- [Given task]
Reproduce the stretch of entries from the line that contains "Task: set one pin on each instance of the white saucer" through the end of the entries, replacing "white saucer" with "white plate" and leaving everything else unchanged.

- [Records for the exercise]
•••••
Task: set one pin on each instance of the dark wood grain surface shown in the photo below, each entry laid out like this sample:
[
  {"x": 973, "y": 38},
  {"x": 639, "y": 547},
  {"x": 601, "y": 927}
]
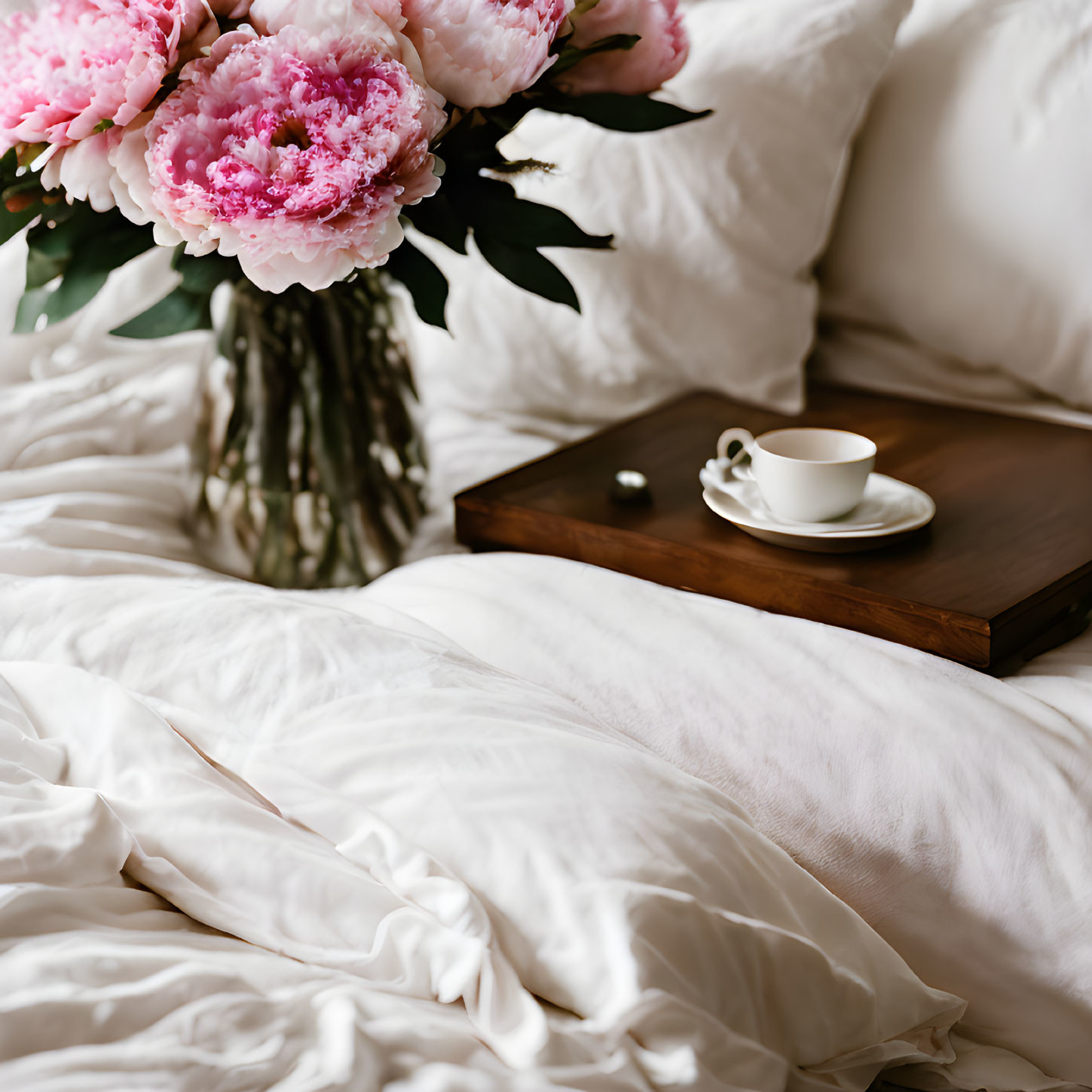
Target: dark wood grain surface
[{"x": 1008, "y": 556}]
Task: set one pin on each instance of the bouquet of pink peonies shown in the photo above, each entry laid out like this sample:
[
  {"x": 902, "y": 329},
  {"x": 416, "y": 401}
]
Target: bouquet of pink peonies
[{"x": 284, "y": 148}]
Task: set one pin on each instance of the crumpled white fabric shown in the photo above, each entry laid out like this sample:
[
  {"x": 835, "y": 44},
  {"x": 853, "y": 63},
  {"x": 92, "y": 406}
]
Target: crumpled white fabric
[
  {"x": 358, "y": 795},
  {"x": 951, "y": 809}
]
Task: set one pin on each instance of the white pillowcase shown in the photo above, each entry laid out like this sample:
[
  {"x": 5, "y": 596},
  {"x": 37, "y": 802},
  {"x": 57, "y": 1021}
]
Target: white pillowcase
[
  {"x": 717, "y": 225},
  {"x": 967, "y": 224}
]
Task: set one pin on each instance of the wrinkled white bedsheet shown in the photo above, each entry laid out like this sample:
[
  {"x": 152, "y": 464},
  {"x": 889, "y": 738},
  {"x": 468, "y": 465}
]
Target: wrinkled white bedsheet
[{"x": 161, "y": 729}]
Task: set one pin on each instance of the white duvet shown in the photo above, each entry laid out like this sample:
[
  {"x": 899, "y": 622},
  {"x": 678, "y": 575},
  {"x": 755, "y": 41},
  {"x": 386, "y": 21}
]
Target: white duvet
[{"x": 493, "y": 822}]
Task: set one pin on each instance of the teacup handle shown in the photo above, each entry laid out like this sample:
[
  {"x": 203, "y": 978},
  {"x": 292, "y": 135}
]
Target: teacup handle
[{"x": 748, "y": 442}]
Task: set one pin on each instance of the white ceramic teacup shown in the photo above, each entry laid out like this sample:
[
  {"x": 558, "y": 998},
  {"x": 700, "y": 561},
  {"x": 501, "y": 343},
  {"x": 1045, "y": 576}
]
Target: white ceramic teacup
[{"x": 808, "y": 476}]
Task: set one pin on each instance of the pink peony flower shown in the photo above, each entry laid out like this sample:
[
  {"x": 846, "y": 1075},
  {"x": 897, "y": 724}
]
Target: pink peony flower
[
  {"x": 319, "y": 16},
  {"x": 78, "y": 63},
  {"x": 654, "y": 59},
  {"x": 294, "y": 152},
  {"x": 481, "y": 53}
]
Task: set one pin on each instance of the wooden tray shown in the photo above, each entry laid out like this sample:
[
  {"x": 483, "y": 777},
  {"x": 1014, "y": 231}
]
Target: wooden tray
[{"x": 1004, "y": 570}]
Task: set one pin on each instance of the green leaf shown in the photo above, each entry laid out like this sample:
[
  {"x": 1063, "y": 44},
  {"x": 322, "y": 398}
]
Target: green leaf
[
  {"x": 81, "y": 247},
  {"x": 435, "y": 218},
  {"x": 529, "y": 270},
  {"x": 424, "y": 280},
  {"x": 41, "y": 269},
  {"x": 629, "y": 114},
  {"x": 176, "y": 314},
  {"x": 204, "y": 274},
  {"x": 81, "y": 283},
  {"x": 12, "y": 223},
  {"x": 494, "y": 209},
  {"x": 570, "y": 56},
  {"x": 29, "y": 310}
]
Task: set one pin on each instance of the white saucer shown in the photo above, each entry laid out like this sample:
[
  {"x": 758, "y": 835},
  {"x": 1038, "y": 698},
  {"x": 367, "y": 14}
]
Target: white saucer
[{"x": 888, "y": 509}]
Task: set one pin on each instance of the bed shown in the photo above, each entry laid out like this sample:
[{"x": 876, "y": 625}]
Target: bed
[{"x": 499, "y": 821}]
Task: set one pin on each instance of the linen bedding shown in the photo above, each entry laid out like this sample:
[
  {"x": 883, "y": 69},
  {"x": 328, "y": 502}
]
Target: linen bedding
•••••
- [Result of the task]
Task: set one pin on each instance of the white plate shown in the photo above, each entry laid out like this sample:
[
  {"x": 758, "y": 835},
  {"x": 1038, "y": 698},
  {"x": 367, "y": 14}
]
Target: white plate
[{"x": 888, "y": 509}]
Task: set one pin on each instance of the bed shown in the photo above, each entry laid out like this sample:
[{"x": 876, "y": 625}]
Target: bed
[{"x": 499, "y": 821}]
Task: set one pin on each instance of the linen bedding shown in the photo above, each entry laid out like this sample:
[
  {"x": 883, "y": 69},
  {"x": 328, "y": 502}
]
Target: linen bedding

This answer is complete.